→ **REQUEST A**: Repeat, without any change, the part of the saved entries that opens with the line containing "--target helmet strap" and closes with the line containing "80 48 L 79 50".

→ **SELECTION**:
-- BEGIN --

The corresponding $x,y,z$-dependent error on
$\Delta I(\mu)$ is obtained as follows.
We first partition the range of integration into three intervals,
\beqa
\Delta I &=& [\Delta I]_{\rm data} + [\Delta I]_{\rm int} +
[\Delta I]_{\rm asy} \ \ ,
\nonumber \\
&=& \left[ \int_0^{m_\tau^2} + \int_{m_\tau^2}^{s_A} +
\int_{s_A}^\infty
\right] \ ds \ \Delta K (s,\mu) ~\Delta\rho(s) \ \ ,
\label{ch6a}
\eeqa
where, as above, $s_A$ represents the point beyond which one can
employ the OPE representation of $\Delta\rho (s)$.
Our results are insensitive to the actual choice of $s_A$ but
for definiteness we work with $s_A = 5~{\rm GeV}^2$.
The three regions (`data', `intermediate' and `asymptotic')
are identified by the different ways in which the spectral
function $\Delta\rho (s)$ is treated.
For $[\Delta I]_{\rm data}$, the compilation
of $\Delta\rho(s)$ provided by ALEPH is used. In practice,
we sum over those experimental bins covering the range
$s \leq 3.15~{\rm GeV}^2$. For $[\Delta I]_{\rm int}$, we assume
$|\Delta\rho(s)| < \Delta \rho_{\rm max} = 0.005$ throughout the 
interval.  Since the three known peaks in $\Delta\rho(s)$ decrease 
in magnitude with increasing $s$ (as expected given the $1/s^3$ 
asymptotic fall-off) and since $\Delta\rho(s) \simeq 0.005$ for 
$s \simeq m_\tau^2$, this seems to us a reasonable bound.  
The treatment of $[\Delta I]_{\rm int}$ is discussed
in more detail below.

-- END --

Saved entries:
-- BEGIN --

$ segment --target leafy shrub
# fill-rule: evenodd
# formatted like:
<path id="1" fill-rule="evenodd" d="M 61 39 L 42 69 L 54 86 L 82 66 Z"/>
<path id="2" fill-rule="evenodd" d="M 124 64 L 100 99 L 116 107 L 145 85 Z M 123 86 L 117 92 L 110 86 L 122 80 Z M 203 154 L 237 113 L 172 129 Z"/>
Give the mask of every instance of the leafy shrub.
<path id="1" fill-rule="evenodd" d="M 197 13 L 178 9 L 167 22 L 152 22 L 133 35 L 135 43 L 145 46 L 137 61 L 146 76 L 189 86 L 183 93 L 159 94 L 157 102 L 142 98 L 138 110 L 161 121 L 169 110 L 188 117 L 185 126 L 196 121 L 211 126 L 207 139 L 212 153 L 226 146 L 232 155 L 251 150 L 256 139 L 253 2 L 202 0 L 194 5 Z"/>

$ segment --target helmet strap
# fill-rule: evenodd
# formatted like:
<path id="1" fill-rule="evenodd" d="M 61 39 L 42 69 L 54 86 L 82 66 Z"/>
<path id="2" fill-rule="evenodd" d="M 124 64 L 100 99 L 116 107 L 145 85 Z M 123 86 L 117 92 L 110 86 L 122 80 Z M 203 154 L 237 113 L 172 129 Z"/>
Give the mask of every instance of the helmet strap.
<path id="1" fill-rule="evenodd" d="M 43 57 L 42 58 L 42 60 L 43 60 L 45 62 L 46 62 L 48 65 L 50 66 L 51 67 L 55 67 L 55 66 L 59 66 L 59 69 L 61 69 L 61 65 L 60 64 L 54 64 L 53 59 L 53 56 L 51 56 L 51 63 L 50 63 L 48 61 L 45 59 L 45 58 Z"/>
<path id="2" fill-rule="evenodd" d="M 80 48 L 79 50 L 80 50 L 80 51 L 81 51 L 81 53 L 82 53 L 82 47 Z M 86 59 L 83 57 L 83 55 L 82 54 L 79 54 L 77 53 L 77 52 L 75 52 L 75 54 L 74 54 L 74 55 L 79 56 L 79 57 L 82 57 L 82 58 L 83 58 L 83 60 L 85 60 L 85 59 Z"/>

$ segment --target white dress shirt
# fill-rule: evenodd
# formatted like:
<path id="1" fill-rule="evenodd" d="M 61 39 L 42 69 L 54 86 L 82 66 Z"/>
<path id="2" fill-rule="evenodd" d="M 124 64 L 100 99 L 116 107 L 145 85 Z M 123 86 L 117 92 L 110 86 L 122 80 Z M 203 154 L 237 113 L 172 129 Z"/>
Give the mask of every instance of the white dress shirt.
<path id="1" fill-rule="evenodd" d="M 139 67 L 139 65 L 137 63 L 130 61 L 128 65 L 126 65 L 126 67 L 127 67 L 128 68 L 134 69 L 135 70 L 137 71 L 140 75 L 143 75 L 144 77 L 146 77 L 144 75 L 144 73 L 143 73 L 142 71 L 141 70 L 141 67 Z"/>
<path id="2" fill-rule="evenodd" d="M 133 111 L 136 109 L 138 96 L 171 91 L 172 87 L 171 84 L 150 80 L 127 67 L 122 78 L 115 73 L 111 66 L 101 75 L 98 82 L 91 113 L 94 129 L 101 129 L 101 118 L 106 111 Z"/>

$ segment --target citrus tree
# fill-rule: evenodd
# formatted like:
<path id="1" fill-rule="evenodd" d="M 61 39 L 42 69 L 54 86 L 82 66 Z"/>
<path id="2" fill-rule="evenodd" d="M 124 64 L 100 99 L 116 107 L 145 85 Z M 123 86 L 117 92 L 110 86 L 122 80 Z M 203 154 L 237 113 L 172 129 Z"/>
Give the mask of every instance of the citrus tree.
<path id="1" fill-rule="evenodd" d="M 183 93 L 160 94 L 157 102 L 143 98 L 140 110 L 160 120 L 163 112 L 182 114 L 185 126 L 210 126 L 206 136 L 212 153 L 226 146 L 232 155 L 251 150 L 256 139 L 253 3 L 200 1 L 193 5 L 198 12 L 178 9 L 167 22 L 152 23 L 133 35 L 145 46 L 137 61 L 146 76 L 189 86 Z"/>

-- END --

→ **REQUEST B**:
Answer these questions about the excerpt on the error in ΔI(μ):
(i) What value of s_A is used for definiteness?
(ii) Whose compilation of Δρ(s) is used for the data region?
(iii) What maximum value is assumed for |Δρ(s)| throughout the intermediate interval?

→ **WORKED ANSWER A**:
$ segment --target helmet strap
# fill-rule: evenodd
# formatted like:
<path id="1" fill-rule="evenodd" d="M 61 39 L 42 69 L 54 86 L 82 66 Z"/>
<path id="2" fill-rule="evenodd" d="M 124 64 L 100 99 L 116 107 L 145 85 Z M 123 86 L 117 92 L 110 86 L 122 80 Z M 203 154 L 237 113 L 172 129 Z"/>
Give the mask of every instance of the helmet strap.
<path id="1" fill-rule="evenodd" d="M 43 57 L 42 58 L 42 60 L 43 60 L 45 62 L 46 62 L 48 65 L 50 66 L 51 67 L 55 67 L 55 66 L 59 66 L 59 69 L 61 69 L 61 65 L 60 64 L 54 64 L 53 59 L 53 56 L 51 56 L 51 63 L 50 63 L 48 61 L 45 59 L 45 58 Z"/>
<path id="2" fill-rule="evenodd" d="M 80 48 L 79 50 L 80 50 L 80 51 L 81 51 L 81 53 L 82 53 L 82 47 Z M 86 59 L 83 57 L 83 55 L 82 54 L 79 54 L 77 53 L 77 52 L 75 52 L 75 54 L 74 54 L 74 55 L 79 56 L 79 57 L 82 57 L 82 58 L 83 58 L 83 60 L 85 60 L 85 59 Z"/>

→ **WORKED ANSWER B**:
(i) 5 GeV²
(ii) ALEPH's
(iii) 0.005